Every morning, in the sunny California winter, Grandma would take a tray of ice cubes out to the garden and empty the ice around the base of the hydrangeas. Her hydrangeas were the only ones in the neighborhood that I remember seeing in full summer bloom. She knew what she was doing and focused her energy on what she liked to do in the garden. When I look back on memories of that early garden, I realize what good gardening friends my grandmother and I would be today.

Nevertheless, I don’t think my grandmother would have opened her garden to visitors the way so many Northwest gardeners do today. In those days, most people gardened with more intention, growing flowers for cutting; tomatoes, lettuce and onions for household meals. The only people who opened their garden to visitors had expansive, high-end gardens that were elegant and grand compared to what we considered normal neighborhood gardens. At least, that’s what Grandma thought. If asked to do so, she would have simply said, “Now why would I want to do that?”

I can think of any number of ways to use the experience of visiting an open garden to enhance my own garden, especially in the area of garden design. One of the reasons I visit other gardens is to check out ideas that would work in my garden. I take the time to consider the work and details that go into that idea before I commit to the expense and labor involved in a garden project. Wouldn’t it be great to see the water feature of your dreams before you installed it in your garden? How about visiting half a dozen greenhouses before choosing one for your work space?

PROBLEMS TO SOLVE:
1. Summarize the garden passage in two sentences.
2. In the garden passage, what did Grandma empty around the base of her hydrangeas each morning?

RECORDS:
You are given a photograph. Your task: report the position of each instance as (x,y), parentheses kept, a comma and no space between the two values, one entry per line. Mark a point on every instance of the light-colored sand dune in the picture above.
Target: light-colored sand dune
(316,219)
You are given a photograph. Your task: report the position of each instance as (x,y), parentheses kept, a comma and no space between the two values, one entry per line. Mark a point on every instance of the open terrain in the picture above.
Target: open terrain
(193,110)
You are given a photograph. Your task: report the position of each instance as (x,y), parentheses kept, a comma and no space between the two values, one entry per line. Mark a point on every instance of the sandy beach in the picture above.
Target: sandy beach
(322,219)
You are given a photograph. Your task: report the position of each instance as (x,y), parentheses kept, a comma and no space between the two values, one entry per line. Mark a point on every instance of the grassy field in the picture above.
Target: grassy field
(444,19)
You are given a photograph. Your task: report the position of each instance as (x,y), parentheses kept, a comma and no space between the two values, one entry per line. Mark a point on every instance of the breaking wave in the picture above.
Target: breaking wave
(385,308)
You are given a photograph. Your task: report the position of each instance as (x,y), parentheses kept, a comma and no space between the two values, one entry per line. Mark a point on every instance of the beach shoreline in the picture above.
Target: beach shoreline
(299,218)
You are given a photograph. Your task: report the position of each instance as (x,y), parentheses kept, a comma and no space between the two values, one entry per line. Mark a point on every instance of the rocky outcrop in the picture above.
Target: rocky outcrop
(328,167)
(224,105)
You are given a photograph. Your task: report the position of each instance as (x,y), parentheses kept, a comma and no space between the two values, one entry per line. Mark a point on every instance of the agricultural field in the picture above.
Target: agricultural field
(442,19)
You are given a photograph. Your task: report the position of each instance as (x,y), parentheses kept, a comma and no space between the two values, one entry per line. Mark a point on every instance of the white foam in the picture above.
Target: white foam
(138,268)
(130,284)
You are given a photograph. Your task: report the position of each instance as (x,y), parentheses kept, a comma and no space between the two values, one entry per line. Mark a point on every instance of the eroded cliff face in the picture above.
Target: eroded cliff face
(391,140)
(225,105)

SOLUTIONS:
1. The writer recalls a grandmother who knew her garden well and emptied ice around her hydrangeas every winter morning, but who would not have opened her garden to visitors as many Northwest gardeners now do, because in her day only owners of grand, high-end gardens did that. The writer, by contrast, visits open gardens to gather design ideas and to weigh the work and cost of a project before committing to it.

2. A tray of ice cubes.